**ARTICLE**.
● ● ● ●

In an interview that Zadeh gave in 1994, he mentioned his surprise that Fuzzy Logic was “embraced by engineers” and “used in industrial process controls and in ‘smart’ consumer products such as hand-held camcorders that cancel out jittering and microwaves that cook your food perfectly at the touch of a single button.” In that interview he also said that he had “expected people in the social sciences – economics, psychology, philosophy, linguistics, politics, sociology, religion and numerous other areas to pick up on it [Fuzzy Logic]. It’s been somewhat of a mystery to me, why even to this day, so few social scientists have discovered how useful it could be.” [57]Footnote 5

However, it was the concept of fuzzy algorithms that fell on fertile ground first: Ebrahim H. Mamdani (1942–2010), Fig. 14 (c)),Footnote 6 a professor of electrical engineering at Queen Mary College in London, had read Zadeh’s article [50] shortly after it was published and he directed his doctoral student Sedrak Assilian to perform a trial to realize a fuzzy system under laboratory conditions and he also pointed to this paper in the article that he published together with Assilian after he had finished his Ph. D thesis:

The true antecedent of the work described here is an outstanding paper by Zadeh (1973) which lays the foundations of what we have termed linguistic synthesis \(\ldots \) and which had also been described by Zadeh as approximate reasoning (AR). In the 1973 paper Zadeh shows how vague logical statements can be used to derive inferences (also vague) from vague data. The paper suggests that this method is useful in the treatment of complex humanistic systems. However, it was realized that this method could equally be applied to ‘hard’ systems such as industrial plant controllers.” [60, p. 325]

This was the kick-off for the “Fuzzy-Boom” and Zadeh’s primary intention trailed away for decades.

6 A Real-World Application Fuzzy System

The potential of the new techniques of fuzzy sets and fuzzy systems had stimulated Mamdani to attempt the implementation of a real-world fuzzy system and Sedrak Assilian designed a fuzzy algorithm to control a small steam engine (Fig. 15) within a few days. The concepts of linguistic variables and the max-min composition were suitable to establish fuzzy control rules because input, output and state of the steam engine system range over fuzzy sets. Thus, Assilian and Mamdani designed the first real fuzzy application when they controlled the system with the input variables heat and throttle and the output variables pressure and speed (Fig. 16) by a fuzzy rule base system.

It was an experimental study which became very popular. Immediately we had a steam engine, and the idea was to control the steam engine. We started working at Friday, and – I do not remember clearly – by Sunday it was working” he said in an interview in 2008 [61, p. 75].

● ● ● ●

Excerpts of labeled region data:
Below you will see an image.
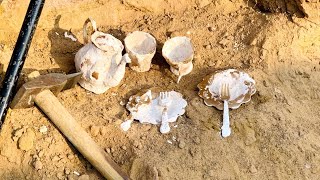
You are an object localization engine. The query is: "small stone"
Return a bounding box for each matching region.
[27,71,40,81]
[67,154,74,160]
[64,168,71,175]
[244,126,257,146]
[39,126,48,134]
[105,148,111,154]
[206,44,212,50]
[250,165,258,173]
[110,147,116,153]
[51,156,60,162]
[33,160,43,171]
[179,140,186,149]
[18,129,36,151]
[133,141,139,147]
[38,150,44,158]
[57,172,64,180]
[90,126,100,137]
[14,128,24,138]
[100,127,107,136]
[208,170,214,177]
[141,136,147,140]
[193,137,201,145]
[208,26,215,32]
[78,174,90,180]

● ● ● ●

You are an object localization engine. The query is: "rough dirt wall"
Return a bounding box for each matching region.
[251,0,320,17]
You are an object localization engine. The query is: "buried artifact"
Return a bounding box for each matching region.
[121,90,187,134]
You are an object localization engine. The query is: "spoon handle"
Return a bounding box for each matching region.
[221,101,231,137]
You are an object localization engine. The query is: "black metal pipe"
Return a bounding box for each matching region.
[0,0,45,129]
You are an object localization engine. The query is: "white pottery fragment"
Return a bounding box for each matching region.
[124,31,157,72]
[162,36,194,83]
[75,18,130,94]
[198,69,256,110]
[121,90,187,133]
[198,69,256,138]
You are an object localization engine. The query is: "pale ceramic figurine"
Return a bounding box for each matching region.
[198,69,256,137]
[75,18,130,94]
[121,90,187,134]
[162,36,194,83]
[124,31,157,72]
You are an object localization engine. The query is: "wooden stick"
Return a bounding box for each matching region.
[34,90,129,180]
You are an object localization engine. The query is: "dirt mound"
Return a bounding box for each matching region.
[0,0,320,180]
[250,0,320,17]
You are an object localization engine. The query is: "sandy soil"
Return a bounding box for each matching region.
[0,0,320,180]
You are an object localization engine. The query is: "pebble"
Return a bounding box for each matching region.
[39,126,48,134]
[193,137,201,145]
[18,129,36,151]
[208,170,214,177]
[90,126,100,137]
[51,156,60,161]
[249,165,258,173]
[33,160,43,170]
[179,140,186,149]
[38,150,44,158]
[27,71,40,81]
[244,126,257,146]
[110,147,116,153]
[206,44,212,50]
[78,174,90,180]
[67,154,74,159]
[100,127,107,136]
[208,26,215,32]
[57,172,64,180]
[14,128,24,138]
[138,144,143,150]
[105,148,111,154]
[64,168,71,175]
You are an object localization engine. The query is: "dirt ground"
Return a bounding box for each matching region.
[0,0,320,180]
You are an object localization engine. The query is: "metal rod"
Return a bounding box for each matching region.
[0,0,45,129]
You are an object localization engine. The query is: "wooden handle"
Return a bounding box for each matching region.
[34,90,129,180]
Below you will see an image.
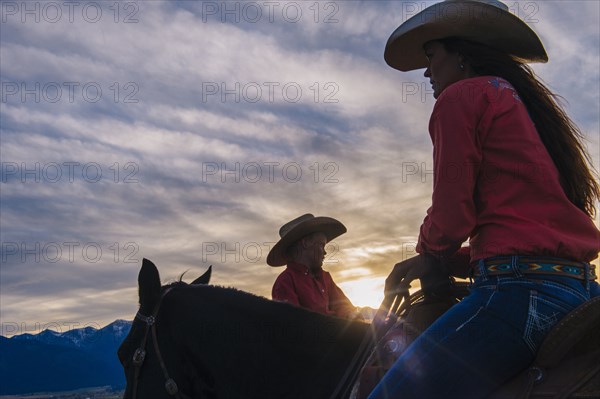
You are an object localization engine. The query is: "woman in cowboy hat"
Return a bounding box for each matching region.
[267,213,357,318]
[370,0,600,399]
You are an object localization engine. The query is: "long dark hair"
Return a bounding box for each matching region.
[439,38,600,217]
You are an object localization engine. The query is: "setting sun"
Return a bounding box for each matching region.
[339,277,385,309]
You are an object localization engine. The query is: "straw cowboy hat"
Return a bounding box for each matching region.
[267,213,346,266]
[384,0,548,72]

● ● ● ●

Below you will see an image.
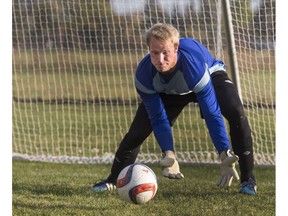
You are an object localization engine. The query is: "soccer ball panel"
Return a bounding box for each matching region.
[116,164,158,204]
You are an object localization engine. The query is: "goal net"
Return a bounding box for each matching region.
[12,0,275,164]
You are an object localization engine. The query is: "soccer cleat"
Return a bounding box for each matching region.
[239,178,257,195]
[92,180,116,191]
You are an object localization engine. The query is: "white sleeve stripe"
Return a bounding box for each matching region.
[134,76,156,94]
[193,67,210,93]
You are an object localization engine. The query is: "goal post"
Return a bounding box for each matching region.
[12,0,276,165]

● ● ● ●

**WHAT YOU NEED TO DO**.
- A) Count the lines in the entries above that contain the string "handle", with case taken into account. Give only the number.
- B) Continue the passage above on the early history of fuzzy logic from where it stops.

**THE RESPONSES**.
- A) 2

- B)
In 1974, Assilian completed his Ph. D. thesis on this first fuzzy control system; unfortunately, no other facts about Assilian are available; he also does not appear in later literature about Fuzzy Set Theory and its applications.

The entire system consisted of the combination of a steam engine and a boiler (see Fig. 17). The steam was supposed to reach a certain predetermined pressure within the boiler; this was achieved by regulating the temperature. The engine was to run as consistently as possible at a particular piston speed, for which purpose a throttle was installed. This was therefore a system with two inputs (heat supplied to the boiler, engine throttle) and two outputs (pressure in the boiler, engine speed) (see Fig. 16). These inputs and outputs range over fuzzy sets. Thus, Assilian and Mamdani designed the first real fuzzy system and also the first real fuzzy application when they controlled this system by a fuzzy rule base system.

Fig. 15
figure 15

Photograph of the “Fuzzy steam engine”, Queen Mary College, 1974, reprint courtesy of Brian Gaines, see also: [62, p. 18]

Sensors constantly monitored the boiler and indicated the current pressure. If the prevailing pressure corresponded to the set point value, then nothing needed be done. If it deviated from the set point, then some action had to be taken, and this task was to be assumed by an automatic fuzzy controller.

Fig. 16
figure 16

The process variables of the fuzzy steam engine, , p. 31]

Simple identification tests on the plant proved that it is highly nonlinear with both magnitude and polarity of the input variables. Therefore the plant possesses different characteristics at different operating points, so that the direct digital controller implemented for comparison purposes had to be returned (by trial and error) to give the best performance each time the operating point was altered. [63, p. 2]

Fig. 17
figure 17

The system consisting of a steam engine and a boiler, [62, p. 18]

Assilian and Mamdani defined six linguistic variables (four input and two output variables):

  1. 1.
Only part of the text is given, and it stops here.